GOAL:
Select every line of the records below that contains the word "bell", and copy each one in full.

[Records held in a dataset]
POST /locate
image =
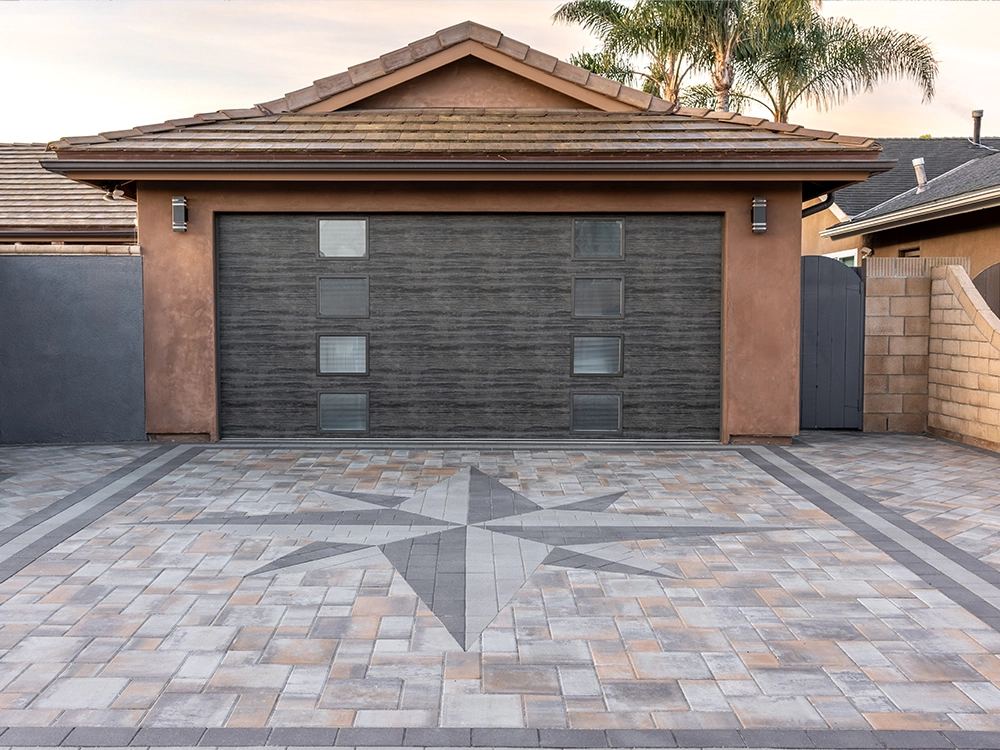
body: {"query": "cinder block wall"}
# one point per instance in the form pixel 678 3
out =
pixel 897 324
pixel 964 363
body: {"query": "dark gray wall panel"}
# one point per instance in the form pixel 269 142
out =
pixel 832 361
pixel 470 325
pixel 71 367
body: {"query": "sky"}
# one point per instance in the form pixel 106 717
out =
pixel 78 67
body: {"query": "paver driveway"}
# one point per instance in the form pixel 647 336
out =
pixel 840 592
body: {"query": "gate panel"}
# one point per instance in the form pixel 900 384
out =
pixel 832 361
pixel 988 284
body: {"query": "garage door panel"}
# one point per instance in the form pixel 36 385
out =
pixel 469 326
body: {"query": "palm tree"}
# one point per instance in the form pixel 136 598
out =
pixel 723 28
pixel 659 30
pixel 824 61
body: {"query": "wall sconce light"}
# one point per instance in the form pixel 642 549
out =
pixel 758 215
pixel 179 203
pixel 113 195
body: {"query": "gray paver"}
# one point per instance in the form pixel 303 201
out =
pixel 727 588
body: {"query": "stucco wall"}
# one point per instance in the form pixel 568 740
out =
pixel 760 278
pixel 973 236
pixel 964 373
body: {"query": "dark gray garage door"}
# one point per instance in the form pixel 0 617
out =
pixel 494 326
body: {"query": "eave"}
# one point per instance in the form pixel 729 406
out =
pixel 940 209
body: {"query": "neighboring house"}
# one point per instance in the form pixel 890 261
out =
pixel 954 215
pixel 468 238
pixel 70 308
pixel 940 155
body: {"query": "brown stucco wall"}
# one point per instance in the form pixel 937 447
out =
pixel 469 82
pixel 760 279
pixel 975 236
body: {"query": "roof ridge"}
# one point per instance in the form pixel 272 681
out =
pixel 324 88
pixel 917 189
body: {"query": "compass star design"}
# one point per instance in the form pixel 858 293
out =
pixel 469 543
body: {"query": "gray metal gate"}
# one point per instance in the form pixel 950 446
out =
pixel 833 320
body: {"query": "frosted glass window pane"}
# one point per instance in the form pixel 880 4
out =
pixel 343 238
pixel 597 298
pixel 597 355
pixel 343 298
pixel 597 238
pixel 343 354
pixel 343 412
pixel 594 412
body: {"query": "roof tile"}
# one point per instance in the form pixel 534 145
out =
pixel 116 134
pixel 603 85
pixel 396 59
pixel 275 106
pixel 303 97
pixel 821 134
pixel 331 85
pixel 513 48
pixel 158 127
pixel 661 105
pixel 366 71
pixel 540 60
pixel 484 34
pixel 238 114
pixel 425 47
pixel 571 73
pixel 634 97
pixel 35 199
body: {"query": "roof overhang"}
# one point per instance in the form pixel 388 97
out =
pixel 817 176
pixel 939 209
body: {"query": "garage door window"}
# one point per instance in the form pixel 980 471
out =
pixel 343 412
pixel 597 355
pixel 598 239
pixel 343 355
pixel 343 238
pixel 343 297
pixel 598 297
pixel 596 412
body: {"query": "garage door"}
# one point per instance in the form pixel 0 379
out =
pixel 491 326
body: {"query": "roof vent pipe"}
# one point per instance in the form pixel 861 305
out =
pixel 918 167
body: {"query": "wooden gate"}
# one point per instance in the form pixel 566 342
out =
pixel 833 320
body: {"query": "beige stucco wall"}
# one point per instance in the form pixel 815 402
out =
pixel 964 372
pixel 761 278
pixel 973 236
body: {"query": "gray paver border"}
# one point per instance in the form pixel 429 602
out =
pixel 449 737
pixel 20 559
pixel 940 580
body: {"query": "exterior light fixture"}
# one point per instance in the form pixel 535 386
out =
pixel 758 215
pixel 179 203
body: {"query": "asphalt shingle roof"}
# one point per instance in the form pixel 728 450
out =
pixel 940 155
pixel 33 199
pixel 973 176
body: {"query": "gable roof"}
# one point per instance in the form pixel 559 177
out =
* * *
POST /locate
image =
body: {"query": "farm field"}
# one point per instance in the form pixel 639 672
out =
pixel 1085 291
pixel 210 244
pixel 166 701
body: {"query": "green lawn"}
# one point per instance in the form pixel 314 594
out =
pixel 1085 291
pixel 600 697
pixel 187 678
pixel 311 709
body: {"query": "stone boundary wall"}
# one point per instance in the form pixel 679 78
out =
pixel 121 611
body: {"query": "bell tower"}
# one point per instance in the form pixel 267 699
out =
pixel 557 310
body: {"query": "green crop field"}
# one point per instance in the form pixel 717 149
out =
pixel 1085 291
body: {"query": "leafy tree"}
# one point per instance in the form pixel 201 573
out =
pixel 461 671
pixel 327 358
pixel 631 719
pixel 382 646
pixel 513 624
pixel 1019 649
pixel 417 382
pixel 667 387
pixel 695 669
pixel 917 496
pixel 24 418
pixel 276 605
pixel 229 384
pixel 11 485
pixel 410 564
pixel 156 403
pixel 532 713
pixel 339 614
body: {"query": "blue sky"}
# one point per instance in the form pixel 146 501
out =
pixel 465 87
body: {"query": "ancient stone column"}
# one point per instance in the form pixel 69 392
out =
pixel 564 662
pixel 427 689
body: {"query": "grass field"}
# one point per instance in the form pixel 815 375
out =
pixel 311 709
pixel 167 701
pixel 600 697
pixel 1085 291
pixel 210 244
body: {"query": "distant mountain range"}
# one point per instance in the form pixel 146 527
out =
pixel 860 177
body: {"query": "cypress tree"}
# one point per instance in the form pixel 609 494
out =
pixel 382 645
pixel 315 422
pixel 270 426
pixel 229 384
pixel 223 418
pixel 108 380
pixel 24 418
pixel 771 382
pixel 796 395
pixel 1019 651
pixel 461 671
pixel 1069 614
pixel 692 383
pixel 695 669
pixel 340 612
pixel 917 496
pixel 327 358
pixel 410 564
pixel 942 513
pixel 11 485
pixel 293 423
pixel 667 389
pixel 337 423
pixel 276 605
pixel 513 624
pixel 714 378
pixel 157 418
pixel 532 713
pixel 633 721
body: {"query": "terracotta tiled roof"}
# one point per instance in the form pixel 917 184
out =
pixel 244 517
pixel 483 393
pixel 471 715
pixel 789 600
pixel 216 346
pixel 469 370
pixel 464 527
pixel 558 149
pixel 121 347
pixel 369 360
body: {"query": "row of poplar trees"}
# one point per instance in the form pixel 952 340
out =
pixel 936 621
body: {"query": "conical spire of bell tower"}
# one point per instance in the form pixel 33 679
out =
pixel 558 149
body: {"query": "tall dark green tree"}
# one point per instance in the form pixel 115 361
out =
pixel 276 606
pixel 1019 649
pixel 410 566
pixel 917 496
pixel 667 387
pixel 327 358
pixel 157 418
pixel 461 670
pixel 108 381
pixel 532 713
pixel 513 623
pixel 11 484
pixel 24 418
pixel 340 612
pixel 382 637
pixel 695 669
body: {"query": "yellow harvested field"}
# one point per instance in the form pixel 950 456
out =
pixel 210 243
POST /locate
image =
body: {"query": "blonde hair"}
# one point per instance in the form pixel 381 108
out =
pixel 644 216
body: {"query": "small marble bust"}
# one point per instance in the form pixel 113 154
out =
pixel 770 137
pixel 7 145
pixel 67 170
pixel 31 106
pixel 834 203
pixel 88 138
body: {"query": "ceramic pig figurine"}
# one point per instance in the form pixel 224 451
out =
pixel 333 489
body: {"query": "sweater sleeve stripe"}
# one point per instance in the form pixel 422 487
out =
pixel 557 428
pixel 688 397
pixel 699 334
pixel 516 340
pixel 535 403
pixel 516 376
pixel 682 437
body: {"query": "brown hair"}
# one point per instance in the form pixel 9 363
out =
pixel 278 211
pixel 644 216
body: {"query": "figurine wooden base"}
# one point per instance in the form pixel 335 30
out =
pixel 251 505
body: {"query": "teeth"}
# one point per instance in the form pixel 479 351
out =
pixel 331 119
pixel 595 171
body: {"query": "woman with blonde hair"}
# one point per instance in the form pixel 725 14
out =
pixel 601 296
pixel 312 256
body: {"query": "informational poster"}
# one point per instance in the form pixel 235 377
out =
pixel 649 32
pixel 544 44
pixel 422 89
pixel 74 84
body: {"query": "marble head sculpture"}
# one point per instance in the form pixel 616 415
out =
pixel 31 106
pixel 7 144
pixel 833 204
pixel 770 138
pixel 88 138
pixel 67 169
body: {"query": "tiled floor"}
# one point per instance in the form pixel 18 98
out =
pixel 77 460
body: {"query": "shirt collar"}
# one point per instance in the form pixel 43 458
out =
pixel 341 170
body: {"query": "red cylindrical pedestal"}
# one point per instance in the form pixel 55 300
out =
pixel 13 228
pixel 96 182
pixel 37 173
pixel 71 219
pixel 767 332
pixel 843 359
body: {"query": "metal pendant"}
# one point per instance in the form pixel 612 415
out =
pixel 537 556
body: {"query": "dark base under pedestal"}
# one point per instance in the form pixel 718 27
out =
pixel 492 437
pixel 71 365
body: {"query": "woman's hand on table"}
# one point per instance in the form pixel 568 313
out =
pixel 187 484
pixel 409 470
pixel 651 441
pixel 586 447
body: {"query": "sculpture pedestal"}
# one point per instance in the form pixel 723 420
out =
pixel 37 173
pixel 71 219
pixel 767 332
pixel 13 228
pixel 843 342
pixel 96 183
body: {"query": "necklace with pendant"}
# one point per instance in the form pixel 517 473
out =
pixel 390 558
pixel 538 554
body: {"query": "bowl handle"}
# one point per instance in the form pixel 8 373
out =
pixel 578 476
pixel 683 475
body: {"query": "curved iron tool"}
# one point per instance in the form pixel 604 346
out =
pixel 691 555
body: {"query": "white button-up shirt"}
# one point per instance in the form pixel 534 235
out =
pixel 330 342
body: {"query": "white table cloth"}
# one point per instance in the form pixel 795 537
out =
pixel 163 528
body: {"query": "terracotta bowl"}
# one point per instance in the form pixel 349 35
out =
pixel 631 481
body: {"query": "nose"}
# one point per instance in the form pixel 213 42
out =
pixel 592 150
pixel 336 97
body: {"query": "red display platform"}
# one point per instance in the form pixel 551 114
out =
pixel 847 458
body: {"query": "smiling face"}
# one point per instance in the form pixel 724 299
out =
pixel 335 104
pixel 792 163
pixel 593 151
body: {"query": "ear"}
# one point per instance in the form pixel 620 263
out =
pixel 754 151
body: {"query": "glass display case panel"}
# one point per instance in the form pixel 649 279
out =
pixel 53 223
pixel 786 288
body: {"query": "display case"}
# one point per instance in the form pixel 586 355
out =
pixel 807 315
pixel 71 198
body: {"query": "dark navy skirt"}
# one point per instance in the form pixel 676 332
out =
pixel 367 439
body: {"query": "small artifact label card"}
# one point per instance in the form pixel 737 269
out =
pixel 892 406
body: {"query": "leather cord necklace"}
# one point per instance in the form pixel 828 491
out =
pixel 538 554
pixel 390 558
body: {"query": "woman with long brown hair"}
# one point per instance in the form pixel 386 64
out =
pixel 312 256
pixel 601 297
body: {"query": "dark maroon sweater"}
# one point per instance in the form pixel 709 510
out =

SOLUTION:
body: {"query": "bell tower"}
body: {"query": "conical spire of bell tower"}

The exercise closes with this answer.